Verilen görev 1
Alım gücündeki düşüşü anlatan metne göre Salih Bey Şirinevler'deki şarküteride kaç yıldır çalışıyor?
Verilen görev 2
Alım gücündeki düşüşü anlatan metni kaldığı yerden sürdürün.

Belge bölümü

####################

20 yıldır Şirinevler’deki şarküteride çalışan Salih Bey de durumu şöyle özetledi: “Alım gücünün bu kadar düştüğünü hiç görmemiştim. İş dönüp dolaşıp üretim maliyetlerine dayanıyor. Maliyet çok yüksek olduğundan fiyatlar gittikçe artıyor. İnsanlar kibrit kutusu kadar peynir alıyor. Mümkün olduğunca günlük tüketime göre almaya çalışıyorlar çünkü bir kalıp peynir almanın bir anki ücretini karşılayabilecek güçleri yok. Ama şunu söyleyebilirim ki tüketicinin de satıcının da çok zor dönemden geçtiğini görebiliyoruz.”

***

GEREKEN CEVABI VERECEĞİZ

72 yaşındaki emekli Mehmet Y. “Maaşımızı daha yeni 5 bin 500 liraya çekmeye karar verdiler. Bir de buna müjde diyorlar. Evin kirası o kadar zaten emekli nasıl yaşayacak? Doğalgazı açamıyoruz. Ne zaman et yedik hatırlamıyorum bile. Devletin emeklisine reva gördüğü buysa biz de gereken cevabı vereceğiz” dedi. 45 yaşındaki 3 çocuk annesi Ayten Y. ise şöyle anlattı: “Ben ev hanımıyım. Zaman zaman evlere temizliğe gidiyorum. Gururumu bunlar zorlamıyor da markette soğanı, patatesi sayıyla almak ve çocuklara bir şey alacak iken 10 kere düşünmek içimi acıtıyor. Bütçemiz belli, durumumuz belli. Pazara giderken ayaklarım geri geri gidiyor. Doğalgazı kesinlikle açmıyoruz. Nasıl açacağız? Doğalgazı açsak çocuğun okul masrafından kısmak zorunda kalacağız. Türkiye’nin en kötü dönemi. Değişim lazım başka türlü kurtulamayacağız.”

####################

Sağlanan malzeme
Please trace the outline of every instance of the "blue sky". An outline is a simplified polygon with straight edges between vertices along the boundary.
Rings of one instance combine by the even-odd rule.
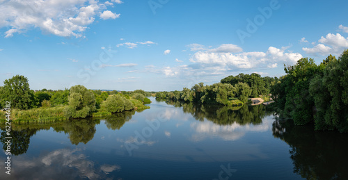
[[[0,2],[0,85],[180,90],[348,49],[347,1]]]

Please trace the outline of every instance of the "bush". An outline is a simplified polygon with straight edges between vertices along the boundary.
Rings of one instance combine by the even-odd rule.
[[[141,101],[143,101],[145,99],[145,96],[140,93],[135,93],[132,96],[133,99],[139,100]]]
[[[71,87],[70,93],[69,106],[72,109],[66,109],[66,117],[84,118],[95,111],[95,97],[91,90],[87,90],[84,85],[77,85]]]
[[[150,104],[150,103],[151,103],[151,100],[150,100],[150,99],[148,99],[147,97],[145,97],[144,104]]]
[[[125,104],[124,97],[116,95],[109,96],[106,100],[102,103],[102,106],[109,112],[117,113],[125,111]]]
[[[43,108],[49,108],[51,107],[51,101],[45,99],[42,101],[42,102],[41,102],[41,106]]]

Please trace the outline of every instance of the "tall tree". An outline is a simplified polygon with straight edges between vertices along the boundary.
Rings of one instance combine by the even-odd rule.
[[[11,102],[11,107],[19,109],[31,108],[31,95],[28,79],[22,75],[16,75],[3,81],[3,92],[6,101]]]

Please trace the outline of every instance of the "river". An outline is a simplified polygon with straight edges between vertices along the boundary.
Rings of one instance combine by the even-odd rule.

####################

Beklenen cevap 1
20 yıldır.

Beklenen cevap 2
Üniversite öğrencisi Alper B. ise “Üniversiteye başladığımda tantuni 8 liraydı. Şu an 50 lirayı geçiyor. Ben ekonominin ne kadar kötü olduğunu tavuk döner ve tantuni yiyecekken kırk defa düşününce anladım. Burs alıyorum. Burs için zam müjdesi geldi, burs artışların katlarca fazlası zam üzerimize yığıldı. Ne diyeyim, yolun sonundayız” ifadelerini kullandı.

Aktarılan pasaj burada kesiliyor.